■ QUOTED PASSAGE
-=-=-
Daily Press
April 29, 2017
By Tamara Dietrich
Federal waters off Virginia and other areas of the Atlantic and Arctic oceans — including marine sanctuaries — could be back in play for offshore drilling just months after they were removed “indefinitely” from possible oil and natural gas leasing.
President Donald Trump signed an executive order Friday to implement his “America-First Offshore Energy Strategy” aimed at opening millions of acres of federal waters for energy development. It seeks to reverse Barack Obama‘s move in the waning days of his presidency to protect those areas from mineral exploration and development under the 1953 Outer Continental Shelf Lands Act.
Trump is also directing the Department of the Interior to review Obama’s 2017-2022 Outer Continental Oil and Gas leasing program, which removed large portions of the Atlantic from Virginia to the Florida border from potential lease sales. That plan was finalized in March 2016 after years of review of the best available science and more than a million public comments.
In Friday’s signing ceremony in the Roosevelt Room, Trump called it a “great day for American workers.”
“Today, we’re unleashing American energy and clearing the way for thousands and thousands of high-paying American energy jobs,” Trump said. “The federal government has kept 94 percent of these offshore areas closed for exploration and production. And when they say closed, they mean closed.
“We’re opening it up,” he said.
The move was welcomed by the oil and natural gas industries and others who believe it will lead to more jobs and greater energy independence, but slammed by conservation groups and East Coast business coalition and tourism interests as an assault on vulnerable marine environments and coastal economies.
Virginia Sen. Mark Warner said in a statement Friday that the Pentagon and NASA have also long expressed “serious reservations about the potential impacts of energy exploration and development” off Virginia.
The U.S. Navy conducts military exercises in the Atlantic, while NASA launches rockets over the ocean from Wallops Island on the Eastern Shore.
“It would be inappropriate and reckless to reverse that decision without strong assurances from the Department of Defense and NASA that their concerns have been addressed and fully mitigated,” Warner said.
And without a fair revenue-sharing agreement with the federal government, he said, offshore development would be a “complete nonstarter.”
Sen. Tim Kaine noted that Hampton Roads residents have also opposed offshore drilling, particularly those in Virginia Beach, which relies heavily on tourism. Scientists at Old Dominion University and the Virginia Institute of Marine Science “have identified troubling trends in the rate of sea level rise … and the frequency of extreme storms and floods, driven in large part by climate change from fossil fuel use.”
“Based on these factors,” Kaine said, “I now believe that the risks of Atlantic drilling outweigh the rewards.”
-=-=-
■ GIVEN ENTRIES
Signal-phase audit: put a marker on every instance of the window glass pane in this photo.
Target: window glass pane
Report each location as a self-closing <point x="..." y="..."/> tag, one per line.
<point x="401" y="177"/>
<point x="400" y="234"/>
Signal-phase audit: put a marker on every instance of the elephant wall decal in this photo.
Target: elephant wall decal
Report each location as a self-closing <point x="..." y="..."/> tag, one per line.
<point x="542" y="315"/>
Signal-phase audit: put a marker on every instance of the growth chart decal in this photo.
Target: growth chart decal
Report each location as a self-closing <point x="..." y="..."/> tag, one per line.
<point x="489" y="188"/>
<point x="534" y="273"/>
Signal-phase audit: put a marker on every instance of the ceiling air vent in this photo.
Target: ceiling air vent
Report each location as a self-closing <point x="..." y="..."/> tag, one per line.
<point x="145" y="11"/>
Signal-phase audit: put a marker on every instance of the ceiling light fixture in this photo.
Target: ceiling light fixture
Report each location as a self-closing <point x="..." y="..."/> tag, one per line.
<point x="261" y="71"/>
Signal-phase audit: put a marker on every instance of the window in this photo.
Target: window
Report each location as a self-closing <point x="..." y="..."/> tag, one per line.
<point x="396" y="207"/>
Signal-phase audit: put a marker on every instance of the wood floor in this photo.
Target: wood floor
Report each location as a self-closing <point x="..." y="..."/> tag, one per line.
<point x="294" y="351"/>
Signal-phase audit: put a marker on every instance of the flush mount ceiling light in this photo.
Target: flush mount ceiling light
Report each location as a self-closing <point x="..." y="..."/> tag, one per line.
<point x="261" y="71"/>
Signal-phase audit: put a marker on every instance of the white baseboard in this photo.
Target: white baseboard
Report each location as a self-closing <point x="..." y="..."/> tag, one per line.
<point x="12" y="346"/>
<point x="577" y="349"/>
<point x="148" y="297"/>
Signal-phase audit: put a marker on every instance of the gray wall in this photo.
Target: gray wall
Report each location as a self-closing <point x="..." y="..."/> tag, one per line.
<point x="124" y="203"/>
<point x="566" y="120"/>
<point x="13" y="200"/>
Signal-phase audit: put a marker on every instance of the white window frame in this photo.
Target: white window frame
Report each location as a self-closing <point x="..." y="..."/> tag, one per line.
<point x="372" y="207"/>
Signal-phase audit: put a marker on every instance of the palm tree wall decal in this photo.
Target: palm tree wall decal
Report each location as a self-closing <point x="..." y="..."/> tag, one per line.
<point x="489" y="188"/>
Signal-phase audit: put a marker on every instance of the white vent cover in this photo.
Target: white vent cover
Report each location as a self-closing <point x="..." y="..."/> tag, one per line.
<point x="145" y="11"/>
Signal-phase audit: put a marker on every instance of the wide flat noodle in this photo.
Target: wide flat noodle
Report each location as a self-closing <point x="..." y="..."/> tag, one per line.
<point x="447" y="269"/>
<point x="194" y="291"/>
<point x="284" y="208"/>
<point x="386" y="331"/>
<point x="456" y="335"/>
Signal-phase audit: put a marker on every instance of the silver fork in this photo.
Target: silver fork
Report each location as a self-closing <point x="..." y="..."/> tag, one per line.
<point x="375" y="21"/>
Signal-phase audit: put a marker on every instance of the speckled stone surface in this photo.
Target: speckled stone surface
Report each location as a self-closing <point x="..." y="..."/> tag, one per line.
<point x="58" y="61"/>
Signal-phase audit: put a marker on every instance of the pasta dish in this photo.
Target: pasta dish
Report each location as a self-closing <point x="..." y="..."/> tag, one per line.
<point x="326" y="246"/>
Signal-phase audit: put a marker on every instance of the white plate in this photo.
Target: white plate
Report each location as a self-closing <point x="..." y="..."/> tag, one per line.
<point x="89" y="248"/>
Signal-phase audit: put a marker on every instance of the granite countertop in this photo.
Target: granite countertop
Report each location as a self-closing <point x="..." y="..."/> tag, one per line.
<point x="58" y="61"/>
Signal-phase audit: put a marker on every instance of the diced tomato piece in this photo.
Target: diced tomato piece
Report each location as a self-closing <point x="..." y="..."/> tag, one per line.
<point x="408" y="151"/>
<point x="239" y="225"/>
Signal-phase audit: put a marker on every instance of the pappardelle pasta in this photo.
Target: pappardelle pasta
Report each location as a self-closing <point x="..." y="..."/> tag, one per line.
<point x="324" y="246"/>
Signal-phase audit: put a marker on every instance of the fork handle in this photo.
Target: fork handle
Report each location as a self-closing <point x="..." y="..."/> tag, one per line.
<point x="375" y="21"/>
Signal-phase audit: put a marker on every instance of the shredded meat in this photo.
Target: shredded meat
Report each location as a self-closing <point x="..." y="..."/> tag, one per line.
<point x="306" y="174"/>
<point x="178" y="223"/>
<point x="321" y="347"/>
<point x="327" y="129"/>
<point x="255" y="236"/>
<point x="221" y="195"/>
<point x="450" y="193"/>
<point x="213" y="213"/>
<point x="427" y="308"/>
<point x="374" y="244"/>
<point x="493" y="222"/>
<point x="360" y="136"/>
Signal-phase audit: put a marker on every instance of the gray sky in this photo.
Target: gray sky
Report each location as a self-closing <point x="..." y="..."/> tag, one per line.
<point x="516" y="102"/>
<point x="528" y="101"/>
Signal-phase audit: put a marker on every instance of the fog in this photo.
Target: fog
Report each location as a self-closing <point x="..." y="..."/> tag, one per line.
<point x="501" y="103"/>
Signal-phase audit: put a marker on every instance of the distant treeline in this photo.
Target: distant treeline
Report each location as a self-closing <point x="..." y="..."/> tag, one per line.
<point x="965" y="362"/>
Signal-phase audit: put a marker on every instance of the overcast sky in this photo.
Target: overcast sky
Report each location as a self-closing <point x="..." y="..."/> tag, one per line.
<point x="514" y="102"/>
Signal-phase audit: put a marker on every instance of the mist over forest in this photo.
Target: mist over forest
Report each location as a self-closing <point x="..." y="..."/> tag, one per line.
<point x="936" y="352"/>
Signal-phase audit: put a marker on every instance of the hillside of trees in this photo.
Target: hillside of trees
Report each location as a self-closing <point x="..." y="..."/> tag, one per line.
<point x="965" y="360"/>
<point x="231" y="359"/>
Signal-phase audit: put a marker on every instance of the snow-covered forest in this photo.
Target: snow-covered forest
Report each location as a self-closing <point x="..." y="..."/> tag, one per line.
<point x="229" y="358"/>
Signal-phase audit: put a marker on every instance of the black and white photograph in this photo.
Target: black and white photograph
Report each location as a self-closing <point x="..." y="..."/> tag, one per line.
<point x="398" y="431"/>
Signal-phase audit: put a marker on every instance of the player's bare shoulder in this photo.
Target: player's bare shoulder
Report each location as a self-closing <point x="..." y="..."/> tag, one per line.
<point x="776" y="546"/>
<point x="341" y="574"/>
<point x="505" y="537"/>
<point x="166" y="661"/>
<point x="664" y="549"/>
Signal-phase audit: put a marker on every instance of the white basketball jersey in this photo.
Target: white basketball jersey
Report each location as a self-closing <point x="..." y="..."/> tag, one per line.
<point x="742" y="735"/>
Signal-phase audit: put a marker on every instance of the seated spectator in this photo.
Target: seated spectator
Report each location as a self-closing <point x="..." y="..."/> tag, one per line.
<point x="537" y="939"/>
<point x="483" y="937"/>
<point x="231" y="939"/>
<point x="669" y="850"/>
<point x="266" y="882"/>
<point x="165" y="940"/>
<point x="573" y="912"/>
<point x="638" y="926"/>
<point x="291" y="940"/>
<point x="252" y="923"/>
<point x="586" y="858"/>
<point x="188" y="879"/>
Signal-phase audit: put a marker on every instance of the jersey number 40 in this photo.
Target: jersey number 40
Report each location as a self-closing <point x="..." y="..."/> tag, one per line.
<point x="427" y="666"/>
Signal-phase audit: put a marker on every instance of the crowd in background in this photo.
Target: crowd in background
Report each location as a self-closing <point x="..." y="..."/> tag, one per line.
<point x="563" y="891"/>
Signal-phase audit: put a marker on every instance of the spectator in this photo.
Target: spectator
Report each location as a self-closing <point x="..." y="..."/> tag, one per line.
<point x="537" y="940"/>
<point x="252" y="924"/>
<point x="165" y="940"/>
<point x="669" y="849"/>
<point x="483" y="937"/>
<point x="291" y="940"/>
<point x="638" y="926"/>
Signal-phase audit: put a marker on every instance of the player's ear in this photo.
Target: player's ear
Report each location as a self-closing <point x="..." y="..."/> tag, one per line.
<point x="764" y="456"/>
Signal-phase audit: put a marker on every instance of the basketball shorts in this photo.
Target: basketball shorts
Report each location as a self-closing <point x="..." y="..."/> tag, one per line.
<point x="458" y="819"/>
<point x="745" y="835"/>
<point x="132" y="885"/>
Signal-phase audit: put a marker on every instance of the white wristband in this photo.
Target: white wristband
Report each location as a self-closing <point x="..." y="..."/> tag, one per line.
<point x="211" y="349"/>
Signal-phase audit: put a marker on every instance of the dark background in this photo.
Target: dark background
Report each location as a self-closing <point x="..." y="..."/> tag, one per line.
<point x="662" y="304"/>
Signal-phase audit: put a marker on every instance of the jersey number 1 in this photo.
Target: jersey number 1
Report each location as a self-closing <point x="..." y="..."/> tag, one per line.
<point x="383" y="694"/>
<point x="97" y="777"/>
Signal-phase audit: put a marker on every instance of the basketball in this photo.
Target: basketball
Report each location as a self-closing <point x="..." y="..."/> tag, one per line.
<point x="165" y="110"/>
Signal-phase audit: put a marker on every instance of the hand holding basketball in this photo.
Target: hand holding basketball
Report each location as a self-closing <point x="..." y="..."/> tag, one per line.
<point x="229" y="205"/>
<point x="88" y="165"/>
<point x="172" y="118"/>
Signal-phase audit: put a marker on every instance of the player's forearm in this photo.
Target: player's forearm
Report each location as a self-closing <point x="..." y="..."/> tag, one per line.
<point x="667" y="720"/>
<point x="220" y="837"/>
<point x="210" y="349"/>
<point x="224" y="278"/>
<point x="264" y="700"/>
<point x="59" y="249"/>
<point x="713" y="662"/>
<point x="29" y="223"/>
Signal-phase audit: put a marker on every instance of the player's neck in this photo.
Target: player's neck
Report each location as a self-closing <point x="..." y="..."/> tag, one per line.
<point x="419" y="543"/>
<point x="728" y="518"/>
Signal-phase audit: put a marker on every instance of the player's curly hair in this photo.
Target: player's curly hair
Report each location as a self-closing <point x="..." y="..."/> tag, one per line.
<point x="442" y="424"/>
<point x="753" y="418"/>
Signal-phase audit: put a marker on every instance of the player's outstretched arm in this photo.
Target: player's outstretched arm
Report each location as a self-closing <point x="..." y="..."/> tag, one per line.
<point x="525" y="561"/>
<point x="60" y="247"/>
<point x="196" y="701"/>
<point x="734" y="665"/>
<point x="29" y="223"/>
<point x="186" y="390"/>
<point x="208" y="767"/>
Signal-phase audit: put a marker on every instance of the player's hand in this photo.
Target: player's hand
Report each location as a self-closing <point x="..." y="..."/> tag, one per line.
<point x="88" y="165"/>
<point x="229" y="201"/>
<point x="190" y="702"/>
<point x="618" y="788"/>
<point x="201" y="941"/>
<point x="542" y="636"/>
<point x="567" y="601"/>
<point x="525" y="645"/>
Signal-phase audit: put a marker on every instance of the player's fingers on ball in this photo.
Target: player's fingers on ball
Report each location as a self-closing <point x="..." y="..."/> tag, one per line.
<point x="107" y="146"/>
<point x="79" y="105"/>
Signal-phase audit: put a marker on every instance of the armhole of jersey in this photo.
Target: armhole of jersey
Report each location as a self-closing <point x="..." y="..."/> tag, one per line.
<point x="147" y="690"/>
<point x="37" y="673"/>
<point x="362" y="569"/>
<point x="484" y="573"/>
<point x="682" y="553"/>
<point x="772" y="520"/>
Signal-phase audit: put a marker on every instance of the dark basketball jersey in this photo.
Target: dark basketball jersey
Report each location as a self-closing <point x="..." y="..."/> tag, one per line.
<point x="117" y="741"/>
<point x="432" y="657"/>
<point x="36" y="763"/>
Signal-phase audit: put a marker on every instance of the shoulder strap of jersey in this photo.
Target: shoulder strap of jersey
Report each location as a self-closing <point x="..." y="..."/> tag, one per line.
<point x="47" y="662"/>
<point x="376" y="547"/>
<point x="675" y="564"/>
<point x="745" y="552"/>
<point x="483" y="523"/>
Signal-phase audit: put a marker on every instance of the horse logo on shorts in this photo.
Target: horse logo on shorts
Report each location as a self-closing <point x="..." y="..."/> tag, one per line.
-=-=-
■ ACTIONS TO TAKE
a. Name every person mentioned in the offshore drilling article.
b. Please repeat the offshore drilling article word for word, starting with "The move was" and going on through "and coastal economies.".
c. According to the offshore drilling article, when was Obama's 2017-2022 leasing program finalized?

■ TASK SOLUTIONS
a. Tamara Dietrich, Donald Trump, Barack Obama, Mark Warner, Tim Kaine

b.
The move was welcomed by the oil and natural gas industries and others who believe it will lead to more jobs and greater energy independence, but slammed by conservation groups and East Coast business coalition and tourism interests as an assault on vulnerable marine environments and coastal economies.

c. March 2016